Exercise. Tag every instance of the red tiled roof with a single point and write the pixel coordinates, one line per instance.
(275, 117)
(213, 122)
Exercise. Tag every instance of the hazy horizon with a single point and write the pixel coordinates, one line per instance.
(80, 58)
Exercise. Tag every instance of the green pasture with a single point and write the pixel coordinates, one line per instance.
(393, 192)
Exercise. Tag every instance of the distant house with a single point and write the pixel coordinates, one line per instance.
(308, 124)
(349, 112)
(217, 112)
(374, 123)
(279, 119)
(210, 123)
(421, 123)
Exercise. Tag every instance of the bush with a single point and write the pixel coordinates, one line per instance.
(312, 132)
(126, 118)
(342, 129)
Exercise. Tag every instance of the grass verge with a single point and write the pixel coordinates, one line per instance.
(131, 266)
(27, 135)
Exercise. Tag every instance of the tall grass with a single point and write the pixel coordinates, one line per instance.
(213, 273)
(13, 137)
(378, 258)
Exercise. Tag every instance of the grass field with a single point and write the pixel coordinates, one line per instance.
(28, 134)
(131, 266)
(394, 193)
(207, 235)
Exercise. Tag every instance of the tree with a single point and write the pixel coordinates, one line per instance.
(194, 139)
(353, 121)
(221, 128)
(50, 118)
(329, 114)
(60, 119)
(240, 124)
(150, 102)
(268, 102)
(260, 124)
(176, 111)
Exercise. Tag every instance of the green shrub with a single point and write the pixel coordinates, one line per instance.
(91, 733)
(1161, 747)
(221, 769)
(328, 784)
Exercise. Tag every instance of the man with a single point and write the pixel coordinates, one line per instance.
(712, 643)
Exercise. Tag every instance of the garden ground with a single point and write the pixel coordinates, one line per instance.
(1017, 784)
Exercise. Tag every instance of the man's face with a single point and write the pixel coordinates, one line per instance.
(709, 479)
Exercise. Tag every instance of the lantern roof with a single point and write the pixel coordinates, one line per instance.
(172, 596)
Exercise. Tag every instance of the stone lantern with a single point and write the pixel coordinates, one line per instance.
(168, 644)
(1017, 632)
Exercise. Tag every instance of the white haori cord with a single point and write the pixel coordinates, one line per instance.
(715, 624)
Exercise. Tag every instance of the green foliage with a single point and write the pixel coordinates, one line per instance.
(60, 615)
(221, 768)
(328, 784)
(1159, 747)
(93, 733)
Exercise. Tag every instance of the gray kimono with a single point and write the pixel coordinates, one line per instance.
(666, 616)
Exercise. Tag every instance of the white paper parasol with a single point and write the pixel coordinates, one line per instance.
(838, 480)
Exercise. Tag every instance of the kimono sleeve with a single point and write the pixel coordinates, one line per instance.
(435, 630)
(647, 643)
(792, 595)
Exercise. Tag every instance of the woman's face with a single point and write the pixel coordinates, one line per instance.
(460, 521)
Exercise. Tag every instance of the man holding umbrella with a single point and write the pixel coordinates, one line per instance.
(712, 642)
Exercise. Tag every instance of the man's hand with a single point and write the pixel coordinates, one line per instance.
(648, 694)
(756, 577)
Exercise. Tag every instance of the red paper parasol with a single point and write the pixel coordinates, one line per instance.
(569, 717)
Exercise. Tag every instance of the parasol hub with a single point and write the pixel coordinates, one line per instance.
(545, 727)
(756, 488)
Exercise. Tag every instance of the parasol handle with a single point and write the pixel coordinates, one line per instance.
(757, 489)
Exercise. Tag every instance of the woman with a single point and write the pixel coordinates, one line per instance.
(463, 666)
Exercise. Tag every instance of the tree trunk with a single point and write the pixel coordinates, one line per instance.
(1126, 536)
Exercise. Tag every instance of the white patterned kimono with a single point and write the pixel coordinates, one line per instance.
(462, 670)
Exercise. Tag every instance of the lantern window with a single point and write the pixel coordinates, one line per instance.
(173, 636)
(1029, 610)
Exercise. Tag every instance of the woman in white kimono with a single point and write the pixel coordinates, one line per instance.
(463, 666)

——

### What to produce
Rescale the entries from the line containing "Exercise. Tag every instance of the white patterned" through the last entry, both ends included. Rewrite every line, request lines included, with each pixel coordinate in the answers multiplied by 1.75 and rounded to a whole number, halves rounded up, and give only those lines.

### Reply to the task
Exercise. Tag every instance of the white patterned kimono with a single point and write the pixel coordinates, one line per instance.
(809, 1173)
Exercise. Tag every instance of the lantern window with a single point and write the pixel coordinates, one line per instance.
(303, 1113)
(1801, 1068)
Exercise. Tag every instance of the woman in white kimono with a single point and write the pixel coordinates, one line per instance.
(810, 1166)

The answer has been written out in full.